WHAT YOU WILL DO:
a: Rewrite the passage on journalism funding between "And what about" and "the journalism ecosystem.", inclusive, swapping "independent media" for "free media" throughout.
b: Pick up the passage on journalism funding in Poland and the Czech Republic after its last sentence, and keep writing it.

DOCUMENT PASSAGE:
- Opening Delimiter -

In its Blue Book, the EEA & Norway Grants specifically mention “[s]upport for freedom of expression, investigative journalism and media” under its civil society line. There is funding for journalism through the Active Citizens Fund in other parts of Europe, and maybe in the Czech Republic and Poland. The Eastern Partnership, which has held biennial conferences on media (in 2015, 2017), had a focus in 2019 on sustainability and donors in the region (here’s a factsheet on their funding till 2015).
Our interviewees said that it’s a mistake to stop funding media policy research. They understand why donors have stopped focusing on it – one put it bluntly: “Ten years ago, the feeling was that the government would listen to media policy research. Now not only are governments not interested in receiving advice, they are actively invested in eroding the same rules and instruments you’re researching – so why bother?”
But governments across the region are using public funds and laws to capture public media, weaponise state advertising, and twist plurality and ownership rules. Add to this tighter controls on online content under cover of fighting misinformation, and truly independent and progressive media will have even less room to operate, let alone thrive.
And what about journalism funding in Poland and the Czech Republic?
Neither country has a large or prominent source of philanthropic or independent funding for journalism, though some local funders – like the Stefan Batory Foundation (named for a celebrated 16th-century Polish king) – do support independent media.
While we’ve seen support from big tech (e.g. Google DNI funding in Poland and Czech Republic), one of the most interesting shifts mentioned by our interviewees is the increasing interest of local business people in supporting and funding independent media. Some are donating directly to individual outlets, others (including business angels) are investing in or buying media, and some are making more substantial and substantive contributions to the journalism ecosystem.

- Closing Delimiter -

RECORDS SUPPLIED:

- Opening Delimiter -

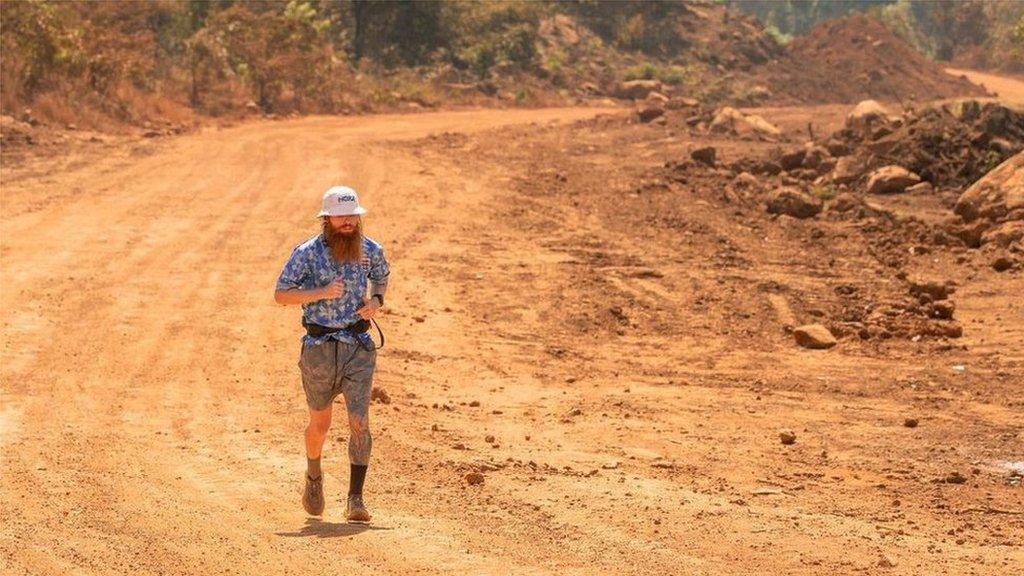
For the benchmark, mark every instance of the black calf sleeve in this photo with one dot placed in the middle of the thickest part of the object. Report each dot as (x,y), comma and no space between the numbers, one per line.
(357,475)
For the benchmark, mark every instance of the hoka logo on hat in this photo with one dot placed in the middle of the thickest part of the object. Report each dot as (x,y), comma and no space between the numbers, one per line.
(341,201)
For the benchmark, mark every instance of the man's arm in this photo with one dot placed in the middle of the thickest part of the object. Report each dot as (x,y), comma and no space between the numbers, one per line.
(300,296)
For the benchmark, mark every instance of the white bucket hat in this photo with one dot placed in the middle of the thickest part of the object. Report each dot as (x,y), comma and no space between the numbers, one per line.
(341,201)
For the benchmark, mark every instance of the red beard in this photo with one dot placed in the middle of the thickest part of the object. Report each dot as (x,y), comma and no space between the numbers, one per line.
(345,246)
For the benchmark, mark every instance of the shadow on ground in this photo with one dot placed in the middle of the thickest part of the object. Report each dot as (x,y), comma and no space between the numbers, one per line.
(321,529)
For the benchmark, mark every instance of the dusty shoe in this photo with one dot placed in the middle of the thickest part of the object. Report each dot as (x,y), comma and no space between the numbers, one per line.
(312,498)
(356,511)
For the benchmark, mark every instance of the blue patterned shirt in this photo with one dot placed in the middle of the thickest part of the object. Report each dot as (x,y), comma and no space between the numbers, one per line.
(310,265)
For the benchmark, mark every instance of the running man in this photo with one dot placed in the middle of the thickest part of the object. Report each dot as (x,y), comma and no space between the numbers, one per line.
(329,275)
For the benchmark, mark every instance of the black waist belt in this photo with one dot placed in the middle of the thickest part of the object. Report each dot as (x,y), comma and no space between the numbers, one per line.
(356,328)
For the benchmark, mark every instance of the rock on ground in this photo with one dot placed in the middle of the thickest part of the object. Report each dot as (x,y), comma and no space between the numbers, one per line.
(814,336)
(793,202)
(996,202)
(731,120)
(891,179)
(705,155)
(637,89)
(866,117)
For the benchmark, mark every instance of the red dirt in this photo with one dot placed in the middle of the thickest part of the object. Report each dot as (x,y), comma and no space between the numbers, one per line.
(856,57)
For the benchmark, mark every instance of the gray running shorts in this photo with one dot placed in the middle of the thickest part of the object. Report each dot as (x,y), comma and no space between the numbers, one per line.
(333,368)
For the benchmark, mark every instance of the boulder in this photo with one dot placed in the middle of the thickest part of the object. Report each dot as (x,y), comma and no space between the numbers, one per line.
(649,112)
(730,120)
(681,103)
(866,117)
(637,89)
(814,336)
(921,188)
(848,169)
(1005,234)
(891,179)
(814,156)
(793,202)
(996,195)
(747,179)
(705,155)
(792,160)
(845,202)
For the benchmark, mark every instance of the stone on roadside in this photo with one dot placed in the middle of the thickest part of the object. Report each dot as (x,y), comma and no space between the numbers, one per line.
(678,103)
(637,89)
(921,188)
(891,179)
(380,395)
(866,117)
(730,120)
(793,160)
(814,336)
(786,437)
(1003,263)
(745,179)
(793,202)
(649,111)
(705,155)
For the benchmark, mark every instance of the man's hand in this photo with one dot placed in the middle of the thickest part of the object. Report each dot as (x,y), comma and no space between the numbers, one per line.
(333,290)
(369,310)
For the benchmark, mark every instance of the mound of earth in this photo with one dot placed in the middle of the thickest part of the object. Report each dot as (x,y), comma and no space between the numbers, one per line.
(995,204)
(856,57)
(949,146)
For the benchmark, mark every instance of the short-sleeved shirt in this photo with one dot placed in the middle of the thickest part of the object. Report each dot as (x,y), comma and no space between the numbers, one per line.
(311,265)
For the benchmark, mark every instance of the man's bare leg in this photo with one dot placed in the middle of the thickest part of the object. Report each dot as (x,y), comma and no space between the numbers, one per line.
(320,423)
(359,444)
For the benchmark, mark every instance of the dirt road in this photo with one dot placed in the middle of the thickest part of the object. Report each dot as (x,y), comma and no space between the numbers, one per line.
(1009,89)
(152,413)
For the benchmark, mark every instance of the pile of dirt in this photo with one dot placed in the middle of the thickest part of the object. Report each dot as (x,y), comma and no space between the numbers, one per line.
(948,146)
(993,207)
(856,57)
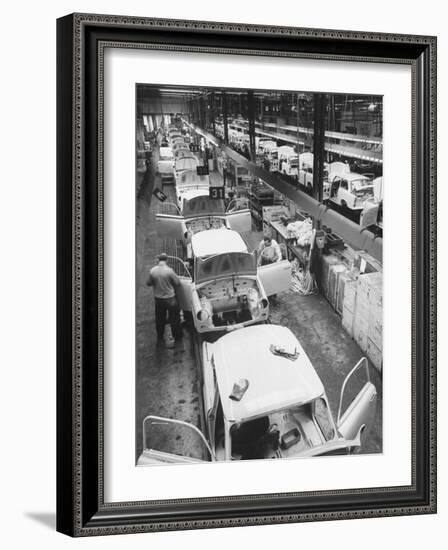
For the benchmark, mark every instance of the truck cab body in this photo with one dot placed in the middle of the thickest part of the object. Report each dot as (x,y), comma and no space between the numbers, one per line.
(288,161)
(351,190)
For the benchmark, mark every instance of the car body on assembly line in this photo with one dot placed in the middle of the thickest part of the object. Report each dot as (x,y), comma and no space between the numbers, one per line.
(222,286)
(350,190)
(165,164)
(262,398)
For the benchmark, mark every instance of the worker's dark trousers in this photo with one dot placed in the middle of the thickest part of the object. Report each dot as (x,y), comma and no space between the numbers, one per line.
(168,306)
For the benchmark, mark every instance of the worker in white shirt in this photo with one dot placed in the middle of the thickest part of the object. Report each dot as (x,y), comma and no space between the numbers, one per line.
(268,251)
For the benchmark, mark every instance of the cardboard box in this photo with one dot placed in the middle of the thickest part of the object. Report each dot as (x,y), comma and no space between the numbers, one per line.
(346,285)
(360,336)
(327,262)
(333,282)
(374,354)
(347,320)
(350,291)
(376,326)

- Closing Delimiter -

EXERCISE ANSWERS:
a:
And what about journalism funding in Poland and the Czech Republic?
Neither country has a large or prominent source of philanthropic or independent funding for journalism, though some local funders – like the Stefan Batory Foundation (named for a celebrated 16th-century Polish king) – do support free media.
While we’ve seen support from big tech (e.g. Google DNI funding in Poland and Czech Republic), one of the most interesting shifts mentioned by our interviewees is the increasing interest of local business people in supporting and funding free media. Some are donating directly to individual outlets, others (including business angels) are investing in or buying media, and some are making more substantial and substantive contributions to the journalism ecosystem.

b:
One such example – The Endowment Fund for Independent Journalism (Nadační fond nezávislé žurnalistiky/NFNZ) in the Czech Republic – is being closely watched across Europe as a potential model. Founded by a group of independent business people who met at a mixer in Prague, it grew out of their shared concern for the health of the media environment and alarm at growing media concentration and has a budget of around 11m crowns (€400k). The NFNZ makes grants to independent media outlets, conducts research, and has developed a quality rating for Czech media that has made a few waves.
Our interviewees told us that one of the most promising routes for international philanthropy to support local media may be by partnering with these or other groups of local business people and investors across the region.
What should donors and supporters be looking to do?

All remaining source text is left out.